→ **Exercise task**: List every line of the records below that contains the word "hind", copying each such line in full. Case counts.

[Point labeling data based on photos]
=-=-=

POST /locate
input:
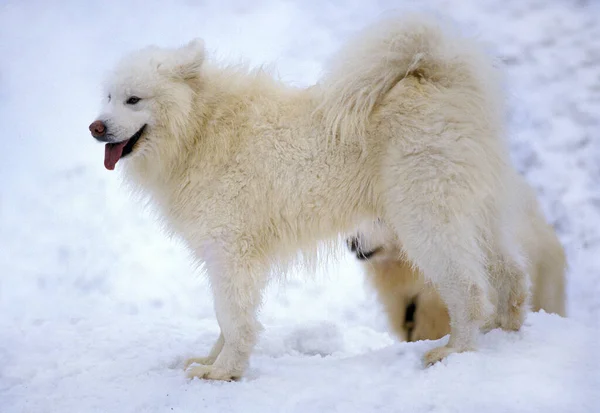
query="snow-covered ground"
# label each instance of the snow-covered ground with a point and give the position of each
(98, 309)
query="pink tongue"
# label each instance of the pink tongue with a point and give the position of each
(112, 153)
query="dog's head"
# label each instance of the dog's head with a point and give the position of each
(147, 98)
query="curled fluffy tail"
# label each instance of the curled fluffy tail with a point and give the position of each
(383, 54)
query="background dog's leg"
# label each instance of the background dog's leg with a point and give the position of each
(440, 223)
(511, 284)
(456, 267)
(237, 296)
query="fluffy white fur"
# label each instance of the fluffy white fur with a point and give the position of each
(406, 126)
(399, 285)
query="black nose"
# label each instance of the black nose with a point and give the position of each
(98, 129)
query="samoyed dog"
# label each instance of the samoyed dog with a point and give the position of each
(413, 307)
(406, 125)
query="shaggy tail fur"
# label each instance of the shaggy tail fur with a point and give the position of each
(366, 69)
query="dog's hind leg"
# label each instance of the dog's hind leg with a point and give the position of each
(510, 280)
(212, 356)
(237, 296)
(437, 222)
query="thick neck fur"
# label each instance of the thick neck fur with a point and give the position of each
(200, 134)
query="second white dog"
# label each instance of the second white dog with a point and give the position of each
(406, 126)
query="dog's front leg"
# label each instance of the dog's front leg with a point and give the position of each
(237, 296)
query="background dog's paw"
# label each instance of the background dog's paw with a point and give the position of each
(438, 354)
(210, 373)
(207, 361)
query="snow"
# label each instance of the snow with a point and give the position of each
(98, 308)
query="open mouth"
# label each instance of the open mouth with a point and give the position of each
(115, 151)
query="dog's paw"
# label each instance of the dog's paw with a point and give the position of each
(440, 353)
(211, 373)
(206, 361)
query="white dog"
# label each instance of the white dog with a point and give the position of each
(406, 126)
(415, 310)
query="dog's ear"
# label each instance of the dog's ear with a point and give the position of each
(189, 60)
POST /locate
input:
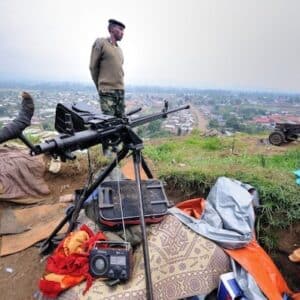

=-=-=

→ **In response**:
query="dog's hind leg"
# label each instance of the dog's hind leg with a point and give the position of each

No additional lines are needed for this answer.